(Task brief) Counting task for the entries below: give the number of lines that contain the word "suspension", with no other text.

(Dataset records)
============================================================

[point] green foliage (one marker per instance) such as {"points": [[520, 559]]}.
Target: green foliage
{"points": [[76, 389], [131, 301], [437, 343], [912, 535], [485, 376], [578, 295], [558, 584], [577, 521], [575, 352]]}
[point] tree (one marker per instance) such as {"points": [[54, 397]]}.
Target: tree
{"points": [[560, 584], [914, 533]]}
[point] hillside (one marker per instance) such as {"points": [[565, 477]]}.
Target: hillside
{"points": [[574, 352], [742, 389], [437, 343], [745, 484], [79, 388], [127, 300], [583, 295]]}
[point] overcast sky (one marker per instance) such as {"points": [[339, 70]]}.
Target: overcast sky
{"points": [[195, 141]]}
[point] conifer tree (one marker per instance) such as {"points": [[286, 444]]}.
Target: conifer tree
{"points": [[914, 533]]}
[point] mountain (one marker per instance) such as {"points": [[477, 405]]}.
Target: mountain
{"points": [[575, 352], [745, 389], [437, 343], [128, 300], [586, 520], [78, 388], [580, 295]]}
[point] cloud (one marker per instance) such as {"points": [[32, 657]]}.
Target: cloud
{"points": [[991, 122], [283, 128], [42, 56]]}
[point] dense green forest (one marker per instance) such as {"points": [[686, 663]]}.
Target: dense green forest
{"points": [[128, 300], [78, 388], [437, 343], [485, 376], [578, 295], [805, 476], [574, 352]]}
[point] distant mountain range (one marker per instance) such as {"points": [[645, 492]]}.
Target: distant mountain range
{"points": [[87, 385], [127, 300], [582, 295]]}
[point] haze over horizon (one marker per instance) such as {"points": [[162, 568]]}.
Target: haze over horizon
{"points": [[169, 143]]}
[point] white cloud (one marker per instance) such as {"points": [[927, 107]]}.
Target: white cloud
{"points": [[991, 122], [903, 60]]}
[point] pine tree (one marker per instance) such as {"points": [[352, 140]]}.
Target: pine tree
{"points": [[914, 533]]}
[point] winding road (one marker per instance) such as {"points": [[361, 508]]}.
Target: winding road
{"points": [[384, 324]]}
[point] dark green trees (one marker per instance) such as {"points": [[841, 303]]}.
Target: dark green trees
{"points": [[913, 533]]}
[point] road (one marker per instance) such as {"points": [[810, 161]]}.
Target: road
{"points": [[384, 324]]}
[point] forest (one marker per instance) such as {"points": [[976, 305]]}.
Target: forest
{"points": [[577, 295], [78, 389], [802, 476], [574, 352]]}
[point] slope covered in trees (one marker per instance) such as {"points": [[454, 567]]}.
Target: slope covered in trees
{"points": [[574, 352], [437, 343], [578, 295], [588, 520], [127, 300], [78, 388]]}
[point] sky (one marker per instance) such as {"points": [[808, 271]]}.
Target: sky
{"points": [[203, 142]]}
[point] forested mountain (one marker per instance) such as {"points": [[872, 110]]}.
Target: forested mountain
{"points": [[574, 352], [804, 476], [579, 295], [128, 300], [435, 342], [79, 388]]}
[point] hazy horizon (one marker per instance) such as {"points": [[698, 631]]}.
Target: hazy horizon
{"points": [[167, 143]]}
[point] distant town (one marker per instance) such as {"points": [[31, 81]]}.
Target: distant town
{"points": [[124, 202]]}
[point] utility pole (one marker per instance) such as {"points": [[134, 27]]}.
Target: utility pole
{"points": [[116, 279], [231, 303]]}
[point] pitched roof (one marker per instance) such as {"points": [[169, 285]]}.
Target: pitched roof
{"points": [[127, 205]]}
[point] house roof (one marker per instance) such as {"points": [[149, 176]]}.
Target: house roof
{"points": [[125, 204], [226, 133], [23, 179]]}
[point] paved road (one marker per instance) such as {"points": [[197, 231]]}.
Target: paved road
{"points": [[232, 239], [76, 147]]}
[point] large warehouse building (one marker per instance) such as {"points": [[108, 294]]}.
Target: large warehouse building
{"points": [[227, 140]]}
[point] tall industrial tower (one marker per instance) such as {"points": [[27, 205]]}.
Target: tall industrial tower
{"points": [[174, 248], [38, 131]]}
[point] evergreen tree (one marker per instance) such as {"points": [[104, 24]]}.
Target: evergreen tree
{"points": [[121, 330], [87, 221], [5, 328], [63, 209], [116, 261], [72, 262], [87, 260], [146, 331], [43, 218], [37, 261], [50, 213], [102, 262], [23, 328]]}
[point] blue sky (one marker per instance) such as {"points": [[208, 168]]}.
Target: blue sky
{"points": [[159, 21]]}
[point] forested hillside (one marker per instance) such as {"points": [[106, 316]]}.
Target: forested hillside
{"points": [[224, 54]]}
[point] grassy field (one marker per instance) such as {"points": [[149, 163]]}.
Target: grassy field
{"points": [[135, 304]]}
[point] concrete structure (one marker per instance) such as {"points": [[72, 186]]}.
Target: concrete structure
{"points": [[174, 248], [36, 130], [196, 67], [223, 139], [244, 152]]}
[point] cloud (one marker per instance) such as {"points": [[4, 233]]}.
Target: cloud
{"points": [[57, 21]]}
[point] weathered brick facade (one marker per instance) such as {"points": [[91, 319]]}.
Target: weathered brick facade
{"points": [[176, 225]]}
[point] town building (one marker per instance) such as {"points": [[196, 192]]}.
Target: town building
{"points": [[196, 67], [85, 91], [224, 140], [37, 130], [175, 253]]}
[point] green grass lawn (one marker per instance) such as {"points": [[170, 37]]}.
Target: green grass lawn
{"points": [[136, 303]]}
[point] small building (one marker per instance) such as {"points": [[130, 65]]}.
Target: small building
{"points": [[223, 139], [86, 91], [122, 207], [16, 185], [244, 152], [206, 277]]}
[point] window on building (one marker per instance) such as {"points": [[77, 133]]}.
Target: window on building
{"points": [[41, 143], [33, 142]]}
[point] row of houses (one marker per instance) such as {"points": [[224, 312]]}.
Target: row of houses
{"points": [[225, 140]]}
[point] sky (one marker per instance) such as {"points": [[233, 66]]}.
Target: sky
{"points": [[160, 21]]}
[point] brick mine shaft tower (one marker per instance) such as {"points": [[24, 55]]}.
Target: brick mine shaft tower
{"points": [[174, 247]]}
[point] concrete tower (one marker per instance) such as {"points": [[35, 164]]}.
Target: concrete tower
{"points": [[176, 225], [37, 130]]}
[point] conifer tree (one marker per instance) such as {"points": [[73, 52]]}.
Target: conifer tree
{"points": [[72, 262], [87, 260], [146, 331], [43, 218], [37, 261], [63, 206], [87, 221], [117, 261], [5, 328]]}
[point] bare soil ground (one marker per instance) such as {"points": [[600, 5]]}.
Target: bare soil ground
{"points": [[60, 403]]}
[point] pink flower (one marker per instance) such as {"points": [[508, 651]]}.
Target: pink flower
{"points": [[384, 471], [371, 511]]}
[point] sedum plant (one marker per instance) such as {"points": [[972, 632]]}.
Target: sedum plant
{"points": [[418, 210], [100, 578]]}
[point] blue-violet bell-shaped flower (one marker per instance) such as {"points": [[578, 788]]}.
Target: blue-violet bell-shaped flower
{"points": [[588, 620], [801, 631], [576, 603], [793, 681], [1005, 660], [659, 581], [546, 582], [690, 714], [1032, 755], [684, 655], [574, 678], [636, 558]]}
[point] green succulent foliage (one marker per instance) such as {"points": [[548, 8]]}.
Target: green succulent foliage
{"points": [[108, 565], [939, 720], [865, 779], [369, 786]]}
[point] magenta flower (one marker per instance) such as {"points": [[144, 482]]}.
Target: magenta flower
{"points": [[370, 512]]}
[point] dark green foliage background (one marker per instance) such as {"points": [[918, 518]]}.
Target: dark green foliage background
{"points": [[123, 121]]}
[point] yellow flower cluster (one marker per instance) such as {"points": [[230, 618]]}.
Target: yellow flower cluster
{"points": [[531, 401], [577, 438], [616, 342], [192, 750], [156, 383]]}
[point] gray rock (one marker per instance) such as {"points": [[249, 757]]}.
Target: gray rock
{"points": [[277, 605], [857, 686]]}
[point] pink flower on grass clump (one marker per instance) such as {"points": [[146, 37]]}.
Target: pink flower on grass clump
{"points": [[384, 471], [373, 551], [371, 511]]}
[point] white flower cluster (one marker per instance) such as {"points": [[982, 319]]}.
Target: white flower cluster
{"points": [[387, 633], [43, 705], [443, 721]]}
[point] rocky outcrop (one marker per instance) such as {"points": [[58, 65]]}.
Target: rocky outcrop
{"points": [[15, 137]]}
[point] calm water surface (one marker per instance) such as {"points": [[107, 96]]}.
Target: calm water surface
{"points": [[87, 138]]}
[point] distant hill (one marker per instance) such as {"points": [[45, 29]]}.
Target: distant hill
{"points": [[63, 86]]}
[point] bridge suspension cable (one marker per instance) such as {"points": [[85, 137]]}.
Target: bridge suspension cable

============================================================

(Answer space) 2